>>>>
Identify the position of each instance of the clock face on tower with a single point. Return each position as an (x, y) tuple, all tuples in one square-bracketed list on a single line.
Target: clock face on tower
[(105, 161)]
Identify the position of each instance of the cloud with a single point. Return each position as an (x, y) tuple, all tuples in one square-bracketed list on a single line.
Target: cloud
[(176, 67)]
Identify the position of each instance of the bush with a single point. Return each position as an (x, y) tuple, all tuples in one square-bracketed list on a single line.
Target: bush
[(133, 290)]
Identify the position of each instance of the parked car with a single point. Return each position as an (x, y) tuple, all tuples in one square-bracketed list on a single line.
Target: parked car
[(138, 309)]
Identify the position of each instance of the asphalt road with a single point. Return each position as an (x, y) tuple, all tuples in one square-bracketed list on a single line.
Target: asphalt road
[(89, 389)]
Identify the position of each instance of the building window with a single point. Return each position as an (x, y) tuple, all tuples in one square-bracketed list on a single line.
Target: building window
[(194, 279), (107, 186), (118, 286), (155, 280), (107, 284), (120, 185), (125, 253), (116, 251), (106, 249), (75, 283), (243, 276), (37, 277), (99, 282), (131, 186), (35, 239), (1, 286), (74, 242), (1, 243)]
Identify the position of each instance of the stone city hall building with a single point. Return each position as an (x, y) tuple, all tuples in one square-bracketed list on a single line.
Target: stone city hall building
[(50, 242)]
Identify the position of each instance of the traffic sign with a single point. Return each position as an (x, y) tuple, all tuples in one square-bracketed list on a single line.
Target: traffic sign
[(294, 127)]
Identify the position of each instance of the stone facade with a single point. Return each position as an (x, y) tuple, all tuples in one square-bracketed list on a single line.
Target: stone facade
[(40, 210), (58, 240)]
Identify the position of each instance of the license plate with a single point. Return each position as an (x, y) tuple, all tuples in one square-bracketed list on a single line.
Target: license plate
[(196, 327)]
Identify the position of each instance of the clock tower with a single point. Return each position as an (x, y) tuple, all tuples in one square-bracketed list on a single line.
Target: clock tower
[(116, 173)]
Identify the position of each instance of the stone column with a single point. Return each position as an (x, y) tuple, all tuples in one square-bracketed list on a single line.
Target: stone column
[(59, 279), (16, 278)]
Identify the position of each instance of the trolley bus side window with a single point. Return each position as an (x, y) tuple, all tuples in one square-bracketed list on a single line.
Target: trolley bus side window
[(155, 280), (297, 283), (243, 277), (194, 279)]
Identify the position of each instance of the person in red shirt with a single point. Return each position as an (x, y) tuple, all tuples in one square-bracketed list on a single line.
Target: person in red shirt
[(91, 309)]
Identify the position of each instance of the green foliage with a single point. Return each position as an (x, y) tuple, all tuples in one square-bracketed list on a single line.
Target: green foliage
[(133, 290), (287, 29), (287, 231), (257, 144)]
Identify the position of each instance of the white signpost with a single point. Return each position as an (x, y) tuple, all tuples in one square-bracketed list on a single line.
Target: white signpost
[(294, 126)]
<<<<
## [Your assignment]
Give back exactly the lines above, from the line containing "Target: parked car" through the line containing "Identify the position of each instance of the building", with both end lines and nothing more.

## [Solution for this task]
Target: parked car
[(138, 309)]
Identify the position of each instance of the asphalt road with a single point. Return each position as an (x, y) tuple, all tuples in one square-bracketed list on a single line.
Target: asphalt road
[(89, 389)]
Identify the position of each instance of the building window with a single point. Return each position as an (x, y) tuple, all tuples in one square-bracketed list on a single line.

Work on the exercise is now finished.